What needs to be done: Reproduce the line that holds "Output one bounding" together with all the lines after it up to the end of the entries.

Phrase grounding data

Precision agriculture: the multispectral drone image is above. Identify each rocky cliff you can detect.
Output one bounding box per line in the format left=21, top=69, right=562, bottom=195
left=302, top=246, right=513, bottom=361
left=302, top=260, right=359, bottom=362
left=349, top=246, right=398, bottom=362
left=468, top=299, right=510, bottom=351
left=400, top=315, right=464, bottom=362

Result for this task:
Output one bounding box per line in the format left=21, top=69, right=562, bottom=195
left=302, top=246, right=513, bottom=361
left=302, top=260, right=359, bottom=362
left=349, top=246, right=398, bottom=362
left=468, top=299, right=510, bottom=351
left=400, top=315, right=464, bottom=362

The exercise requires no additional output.